* _Your task_: Rewrite everything from "Melatonin is widely" down to "therefore, remain unreported." in the melatonin review, replacing "companies" with "manufacturers".

* _Passage shown_:
════════

The Therapeutic Potential of Melatonin: A Review of the Science

Samir Malhotra, MD; Girish Sawhney, MD; Promila Pandhi, MD

In This Article

Toxicology and Potential for Harm

The acute toxicity of melatonin as seen in both animal and human studies is extremely low. Melatonin may cause minor adverse effects, such as headache, insomnia, rash, upset stomach, and nightmares. In animals, an LD50 (lethal dose for 50% of the subjects) could not be established. Even 800 mg/kg bodyweight (high dose) was not lethal.[138] Studies of human subjects given varying doses of melatonin (1-6.6 g/day) for 30-45 days, and followed with an elaborate battery of biochemical tests to detect potential toxicity, have concluded that, aside from drowsiness, all findings were normal at the end of the test period.[139,140]

Animal studies suggest that melatonin can downregulate the pituitary/gonadal axis resulting in hypogonadism and/or delayed puberty. However chronic administration of low-dose melatonin in men did not alter blood levels of testosterone or luteinizing hormone.[141] One case of extremely high melatonin levels associated with delayed puberty and hypogonadism has been reported.[142] Pubertal development and resolution of the hypogonadism occurred spontaneously as melatonin levels declined over several years. Recent experimental evidence demonstrates that melatonin reduces sperm motility[143] and that long-term administration inhibits testicular aromatase levels.[144]

Melatonin has also been suggested for use as a contraceptive for women,[145] which might raise the question of whether melatonin damages the female reproductive system. Notably, no side effects were reported in a report of a phase 2 clinical trial in which 1400 women were treated with 75 mg of melatonin nightly for 4 years.[145]

Preliminary animal studies suggest that melatonin may accelerate the development of autoimmune conditions.[146] Melatonin transiently exacerbated neurologic symptoms in 1 patient with multiple sclerosis.[147]

Although melatonin is a potential adjunctive agent in the treatment of cancer and immune deficiency, poorly timed administration can produce opposite effects. Melatonin injections given in the morning stimulate tumor growth,[46,148] whereas the same doses in midafternoon have no effect but in the evening have a retarding effect. And although some people with depression may suffer from a "low melatonin syndrome,"[27] melatonin administration that unduly prolongs the nocturnal melatonin rise, or that is given throughout the day, may exacerbate SAD[82] and bipolar and classic depression.[83] Finally, animal studies have shown that moderately large doses of melatonin (equivalent in one study to about 30 mg in adult humans) increased light-induced damage to retinal photoreceptors.[149]

There is also some concern regarding increased atherosclerosis in the aorta in hypercholesterolemic rats caused by melatonin.[150] Moreover, in these animals LDLs were less well recognized by LDL-receptor metabolic pathways when melatonin was administered.

Melatonin is widely available as an over-the-counter supplement marketed by different companies. These supplements may not be similar in dosage and/or composition, and some of them may contain additional vitamins. Moreover, melatonin may interact with other over-the-counter drugs, although such interactions have not been systematically evaluated and, therefore, remain unreported.

════════

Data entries
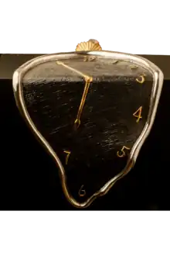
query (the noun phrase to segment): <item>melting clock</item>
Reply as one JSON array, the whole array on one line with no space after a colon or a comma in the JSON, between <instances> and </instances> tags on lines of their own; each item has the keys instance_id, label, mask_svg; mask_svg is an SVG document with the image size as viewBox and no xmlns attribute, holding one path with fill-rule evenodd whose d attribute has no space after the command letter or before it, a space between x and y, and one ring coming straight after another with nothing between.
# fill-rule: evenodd
<instances>
[{"instance_id":1,"label":"melting clock","mask_svg":"<svg viewBox=\"0 0 170 256\"><path fill-rule=\"evenodd\" d=\"M14 72L17 106L56 162L73 206L89 206L133 168L162 84L151 61L103 50L93 40L34 58Z\"/></svg>"}]
</instances>

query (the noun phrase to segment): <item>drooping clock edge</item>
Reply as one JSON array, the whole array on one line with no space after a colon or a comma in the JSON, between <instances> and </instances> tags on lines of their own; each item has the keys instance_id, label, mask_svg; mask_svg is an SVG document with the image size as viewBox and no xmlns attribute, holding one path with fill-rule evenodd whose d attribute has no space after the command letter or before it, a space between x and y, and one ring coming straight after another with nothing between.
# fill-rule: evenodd
<instances>
[{"instance_id":1,"label":"drooping clock edge","mask_svg":"<svg viewBox=\"0 0 170 256\"><path fill-rule=\"evenodd\" d=\"M90 56L100 56L103 57L113 58L114 60L118 61L131 61L132 64L141 65L146 70L148 70L150 73L151 73L153 76L153 86L151 96L150 99L150 107L149 112L147 119L147 122L144 125L144 127L134 143L133 147L131 150L131 153L129 154L129 157L128 159L127 164L125 168L116 176L110 179L100 189L99 189L97 192L92 195L85 202L80 203L70 193L67 183L66 183L66 177L63 165L62 164L60 158L49 145L48 141L42 137L40 132L37 130L35 124L33 123L28 111L26 109L26 106L25 103L23 92L22 92L22 79L24 74L31 68L34 67L36 65L39 65L42 63L49 61L60 61L68 58L72 58L73 57L76 57L78 55L87 55L87 57ZM56 53L53 54L47 54L41 57L36 57L31 61L27 61L21 67L19 67L13 74L12 78L12 85L14 95L16 102L16 105L19 109L20 113L24 118L29 127L32 131L33 134L36 136L36 139L42 144L49 155L53 158L56 165L59 168L60 175L61 177L62 187L64 192L64 195L67 200L75 207L77 208L86 208L89 206L97 197L102 196L105 195L114 185L114 184L122 178L124 175L126 175L133 166L135 164L136 159L138 156L140 150L144 143L146 138L148 137L151 129L152 127L156 111L161 95L161 92L163 85L164 75L162 71L160 70L158 67L154 64L152 62L146 60L141 57L122 53L119 51L106 51L106 50L100 50L100 51L87 51L87 52L67 52L67 53Z\"/></svg>"}]
</instances>

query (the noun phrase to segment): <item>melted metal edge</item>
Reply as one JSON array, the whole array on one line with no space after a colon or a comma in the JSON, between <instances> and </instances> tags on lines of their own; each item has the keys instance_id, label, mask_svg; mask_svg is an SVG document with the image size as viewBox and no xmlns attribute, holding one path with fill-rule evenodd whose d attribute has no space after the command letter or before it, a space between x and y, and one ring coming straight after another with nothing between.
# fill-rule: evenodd
<instances>
[{"instance_id":1,"label":"melted metal edge","mask_svg":"<svg viewBox=\"0 0 170 256\"><path fill-rule=\"evenodd\" d=\"M46 139L42 136L41 133L37 130L35 124L32 121L32 119L26 109L26 106L24 100L23 91L22 91L22 79L24 74L31 68L33 68L35 66L39 65L39 64L50 61L57 61L57 60L64 60L68 58L73 58L76 57L79 57L80 55L94 55L99 56L104 58L113 58L118 61L127 61L132 63L132 64L141 65L144 68L147 69L150 73L151 73L153 76L153 86L151 96L150 99L150 108L149 112L148 115L147 122L145 126L134 143L133 147L131 150L130 155L128 157L127 164L125 168L114 178L110 179L105 185L96 192L94 195L92 195L89 199L87 199L85 202L80 203L72 196L70 193L67 184L66 184L66 175L65 173L64 168L59 159L57 154L55 153L53 149L49 144L49 143L46 140ZM60 175L60 178L62 182L62 187L64 192L64 195L67 200L75 207L77 208L86 208L89 206L97 197L102 196L107 193L107 192L111 189L114 184L122 178L124 175L126 175L133 166L135 164L140 150L144 143L146 138L148 137L151 129L152 127L155 114L161 95L161 92L163 85L164 75L162 71L152 62L146 60L141 57L137 56L132 54L122 53L119 51L88 51L88 52L68 52L68 53L56 53L50 54L41 57L36 57L31 61L27 61L24 64L22 64L20 67L19 67L13 74L12 78L12 85L13 85L13 91L15 95L15 99L16 101L16 105L25 119L27 125L33 132L36 137L39 140L39 142L43 145L47 152L52 156L53 160L55 161L56 165L59 168L59 171Z\"/></svg>"}]
</instances>

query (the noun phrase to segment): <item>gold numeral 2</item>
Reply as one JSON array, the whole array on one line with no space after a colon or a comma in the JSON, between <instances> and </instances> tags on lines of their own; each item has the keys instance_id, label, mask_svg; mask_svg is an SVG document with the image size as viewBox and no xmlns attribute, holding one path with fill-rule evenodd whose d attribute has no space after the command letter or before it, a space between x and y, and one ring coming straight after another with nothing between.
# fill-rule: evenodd
<instances>
[{"instance_id":1,"label":"gold numeral 2","mask_svg":"<svg viewBox=\"0 0 170 256\"><path fill-rule=\"evenodd\" d=\"M134 113L133 113L133 116L134 117L137 117L136 123L138 123L139 120L142 118L141 110L142 110L142 106L140 106L140 108L138 108L138 109L136 112L134 112Z\"/></svg>"},{"instance_id":2,"label":"gold numeral 2","mask_svg":"<svg viewBox=\"0 0 170 256\"><path fill-rule=\"evenodd\" d=\"M124 146L120 151L117 152L117 155L118 157L124 157L126 155L125 150L130 150L130 148L128 147Z\"/></svg>"},{"instance_id":3,"label":"gold numeral 2","mask_svg":"<svg viewBox=\"0 0 170 256\"><path fill-rule=\"evenodd\" d=\"M69 161L70 155L70 154L71 154L71 151L64 150L64 153L66 154L66 164L68 164L68 161Z\"/></svg>"},{"instance_id":4,"label":"gold numeral 2","mask_svg":"<svg viewBox=\"0 0 170 256\"><path fill-rule=\"evenodd\" d=\"M86 190L83 189L83 185L82 185L82 186L80 187L80 190L79 190L79 196L83 197L84 195L86 195Z\"/></svg>"}]
</instances>

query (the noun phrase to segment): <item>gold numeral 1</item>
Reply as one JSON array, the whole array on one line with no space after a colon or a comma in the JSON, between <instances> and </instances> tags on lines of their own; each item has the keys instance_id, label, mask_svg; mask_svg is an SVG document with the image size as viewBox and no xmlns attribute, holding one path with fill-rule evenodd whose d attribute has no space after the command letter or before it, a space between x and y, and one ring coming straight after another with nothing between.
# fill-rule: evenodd
<instances>
[{"instance_id":1,"label":"gold numeral 1","mask_svg":"<svg viewBox=\"0 0 170 256\"><path fill-rule=\"evenodd\" d=\"M130 148L128 147L124 146L120 151L117 152L117 155L118 157L124 157L126 156L125 150L130 150Z\"/></svg>"},{"instance_id":2,"label":"gold numeral 1","mask_svg":"<svg viewBox=\"0 0 170 256\"><path fill-rule=\"evenodd\" d=\"M66 164L68 164L68 161L69 161L69 157L70 157L70 155L71 154L71 151L69 151L69 150L64 150L64 153L66 154Z\"/></svg>"},{"instance_id":3,"label":"gold numeral 1","mask_svg":"<svg viewBox=\"0 0 170 256\"><path fill-rule=\"evenodd\" d=\"M86 190L83 189L83 185L82 185L82 186L80 187L80 190L79 190L79 196L83 197L84 195L86 195Z\"/></svg>"},{"instance_id":4,"label":"gold numeral 1","mask_svg":"<svg viewBox=\"0 0 170 256\"><path fill-rule=\"evenodd\" d=\"M133 116L138 118L136 123L138 123L139 120L142 118L141 110L142 110L142 106L140 106L140 108L138 108L138 109L136 112L134 112L134 113L133 113Z\"/></svg>"}]
</instances>

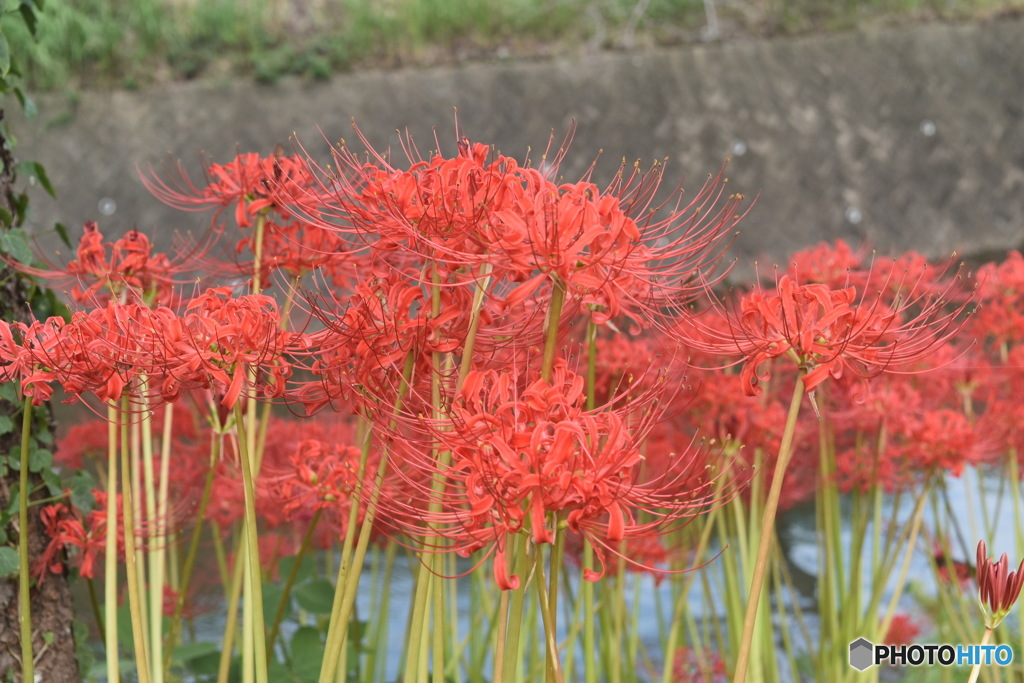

════════

* _Final answer_:
Melatonin is widely available as an over-the-counter supplement marketed by different manufacturers. These supplements may not be similar in dosage and/or composition, and some of them may contain additional vitamins. Moreover, melatonin may interact with other over-the-counter drugs, although such interactions have not been systematically evaluated and, therefore, remain unreported.